[Okuma Metni]
Yargıtay 17. Hukuk Dairesi 2019/2675 Esas 2020/1254 Karar Sayılı İlamı

Esas No : 2019/2675
Karar No : 2020/1254
Karar Tarihi : 11/02/2020
Yargıtay 17. Hukuk Dairesi 2019/2675 Esas 2020/1254 Karar Sayılı İlamı

17. Hukuk Dairesi         2019/2675 E.  ,  2020/1254 K.

    "İçtihat Metni"

    MAHKEMESİ :Asliye Hukuk Mahkemesi

    Taraflar arasındaki tasarrufun iptali davasının yapılan yargılaması sonunda verilen hükmün temyizen tetkiki asıl ve birleşen davada davacı vekili ile asıl davada davalılar ... vekili, ... vekili ve birleşen davada davalı vekili tarafından talep edilmiş, asıl ve birleşen davada davacı vekilince de duruşma istenmiş olmakla duruşma için tayin edilen 11.02.2020 Salı günü davacı vekili Av. ... ile asıl davada davalı ... vekili Av. ... ve birleşen davada davalı ... vekili Av. ... geldi. Diğer dvalılar tarafından gelen olmadı. Temyiz dilekçelerinin süresi içinde verildiği anlaşıldıktan ve hazır bulunan taraf vekiller dinlendikten sonra dosya incelendi, gereği düşünüldü:
    -K A R A R-
    Davacı vekili, davalı ... hakkında takip yaptıklarını, takibin semeresiz kaldığını ve borçlunun alacaklılarından mal kaçırma amacı ile dava konusu taşınmazlarını diğer davalılara devrettiğini belirterek, bu tasarrufların iptaline karar verilmesini istemiştir.
    Mahkemece, davalı ... yönünden davanın feragat nedeni ile reddine, ... yönünden davanın açılmamış sayılmasına, diğer davalılar yönünden davanın esastan reddine dair kararı Dairemizin 22.03.2016 tarih 2014/7941 Esas 2016/3589 karar sayılı ilamı ile davalılar ... yönünden davanın reddinin yerinde olduğu, ancak davalı ... ve ..."e satılan taşınmaz satışı ile ilgili davanın reddine karar verilmesinin hatalı olduğu, davalı ..."in taşınmazın değerinin üzerinde bir fiyatla satın almasının yaşam deneyimlerine uygun olmadığı gibi, her iki davalının İİK"nun 280. madde kapsamında borçlunun mali durumunu bilebilecek şahıslardan olduğunun sabit olduğundan davanın kabulü gerektiği, ..."ya tek vekalet ücreti hükmedilmesinin de isabetsiz olduğundan bahisle bozulmuş, mahkemece bozmaya uyularak, davalı ... yönünden davanın feragat nedeni ile reddine, ... yönünden davanın açılmamış sayılmasına, davalılar ... ve ... yönünden davanın kabulüne karar verilmiş; hüküm, davacı vekili ve davalılar ..., ... ve ... vekili tarafından temyiz edilmiş, hükümden sonra mahkemenin yargılama gideri ile ilgili olarak 05.03.2019 tarihli tavzih kararı da davalı ... vekili tarafından temyiz edilmiştir.

[Amaç A] Karar metninde geçen bütün esas ve karar numaralarını, türleriyle birlikte sıralayın.
[Amaç B] Karar metnine göre duruşma için hangi gün ve tarih belirlenmiştir?
[Amaç C] Karar metninde "Esas No : 2019/2675" ile başlayıp "E.  ,  2020/1254 K." ile biten bölümü aynen aktarın.

[Veri Satırları]
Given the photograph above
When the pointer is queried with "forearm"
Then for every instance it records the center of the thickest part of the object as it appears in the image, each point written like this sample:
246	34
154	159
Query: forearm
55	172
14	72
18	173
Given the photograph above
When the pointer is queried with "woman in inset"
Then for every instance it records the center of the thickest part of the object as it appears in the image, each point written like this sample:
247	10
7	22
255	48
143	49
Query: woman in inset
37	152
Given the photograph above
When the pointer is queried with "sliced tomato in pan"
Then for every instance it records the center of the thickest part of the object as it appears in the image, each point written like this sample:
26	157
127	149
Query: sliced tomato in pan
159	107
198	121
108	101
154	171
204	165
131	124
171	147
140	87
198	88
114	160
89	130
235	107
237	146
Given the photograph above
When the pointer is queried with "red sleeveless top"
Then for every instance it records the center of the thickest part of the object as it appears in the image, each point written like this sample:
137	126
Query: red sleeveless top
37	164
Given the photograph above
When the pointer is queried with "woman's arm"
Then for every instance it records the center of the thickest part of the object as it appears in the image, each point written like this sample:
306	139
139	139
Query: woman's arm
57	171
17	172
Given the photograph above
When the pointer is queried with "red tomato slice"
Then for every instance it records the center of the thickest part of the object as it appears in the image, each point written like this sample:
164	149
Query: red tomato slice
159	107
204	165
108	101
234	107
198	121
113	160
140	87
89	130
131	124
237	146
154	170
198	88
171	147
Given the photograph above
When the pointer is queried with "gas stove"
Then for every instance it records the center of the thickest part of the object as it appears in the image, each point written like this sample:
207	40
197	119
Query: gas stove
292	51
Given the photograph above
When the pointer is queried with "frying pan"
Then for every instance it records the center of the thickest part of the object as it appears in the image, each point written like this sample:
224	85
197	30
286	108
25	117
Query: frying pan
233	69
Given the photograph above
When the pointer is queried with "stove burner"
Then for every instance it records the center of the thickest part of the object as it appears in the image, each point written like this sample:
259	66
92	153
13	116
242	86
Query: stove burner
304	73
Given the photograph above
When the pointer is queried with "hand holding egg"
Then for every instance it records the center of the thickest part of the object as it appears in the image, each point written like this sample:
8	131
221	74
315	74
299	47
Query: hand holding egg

[Doğru Yanıt A]
2019/2675 Esas
2020/1254 Karar
2014/7941 Esas
2016/3589 Karar

[Doğru Yanıt B] Duruşma 11.02.2020 Salı günü için belirlenmiştir.

[Doğru Yanıt C]
Esas No : 2019/2675
Karar No : 2020/1254
Karar Tarihi : 11/02/2020
Yargıtay 17. Hukuk Dairesi 2019/2675 Esas 2020/1254 Karar Sayılı İlamı

17. Hukuk Dairesi         2019/2675 E.  ,  2020/1254 K.